- _What to produce_
Can you present the lines of the items from the one containing "For full credit, report the bounding box of every asphalt" through the one containing "[2,235,709,275]" as a numbered list, without any blank lines?

### Source records ###

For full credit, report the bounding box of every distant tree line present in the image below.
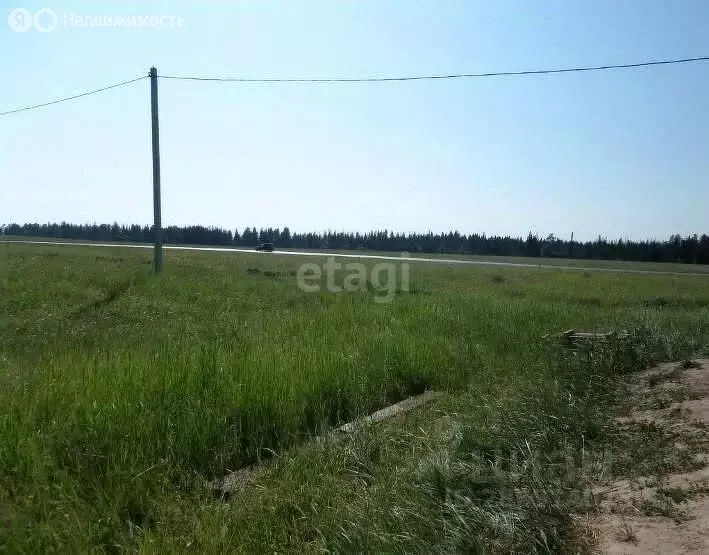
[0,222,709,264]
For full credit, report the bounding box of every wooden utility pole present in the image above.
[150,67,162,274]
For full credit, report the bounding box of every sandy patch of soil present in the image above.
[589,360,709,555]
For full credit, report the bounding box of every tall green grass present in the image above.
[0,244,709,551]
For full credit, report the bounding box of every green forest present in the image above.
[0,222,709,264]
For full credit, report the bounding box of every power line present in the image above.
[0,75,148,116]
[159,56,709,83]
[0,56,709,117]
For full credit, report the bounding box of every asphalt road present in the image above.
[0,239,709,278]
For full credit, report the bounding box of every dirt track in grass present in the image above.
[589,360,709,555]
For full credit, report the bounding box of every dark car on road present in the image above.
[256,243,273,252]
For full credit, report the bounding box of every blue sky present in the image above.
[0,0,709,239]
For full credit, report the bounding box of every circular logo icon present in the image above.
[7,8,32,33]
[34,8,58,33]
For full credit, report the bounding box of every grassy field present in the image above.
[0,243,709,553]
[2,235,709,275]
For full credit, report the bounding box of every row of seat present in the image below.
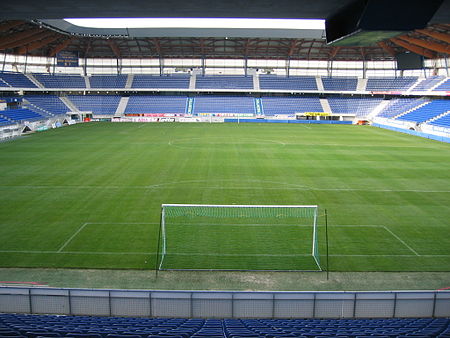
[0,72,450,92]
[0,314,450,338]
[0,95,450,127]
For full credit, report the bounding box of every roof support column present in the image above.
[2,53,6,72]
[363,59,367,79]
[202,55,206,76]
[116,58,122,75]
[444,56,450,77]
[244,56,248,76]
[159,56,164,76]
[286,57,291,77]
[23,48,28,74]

###
### Source records ###

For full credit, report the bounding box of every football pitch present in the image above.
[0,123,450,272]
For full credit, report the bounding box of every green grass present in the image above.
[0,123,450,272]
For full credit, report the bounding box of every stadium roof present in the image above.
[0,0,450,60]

###

- _Solution to this task_
1. For full credit, report the bounding box of every asphalt road present in the image above.
2. [0,239,709,278]
3. For full credit, report the bounding box of every dirt track in grass present in the image above.
4. [589,360,709,555]
5. For full credit, report the bounding box of every dark car on road present in the image above.
6. [256,243,273,252]
7. For full credit, report the bounding box of every blue sky present in the image above.
8. [0,0,709,239]
9. For full credit, report the bounding box of every circular logo icon present in the image above.
10. [7,8,32,33]
11. [34,8,58,33]
12. For full credit, report the bounding box of every grassy field present in the image above.
13. [0,243,709,553]
14. [2,235,709,275]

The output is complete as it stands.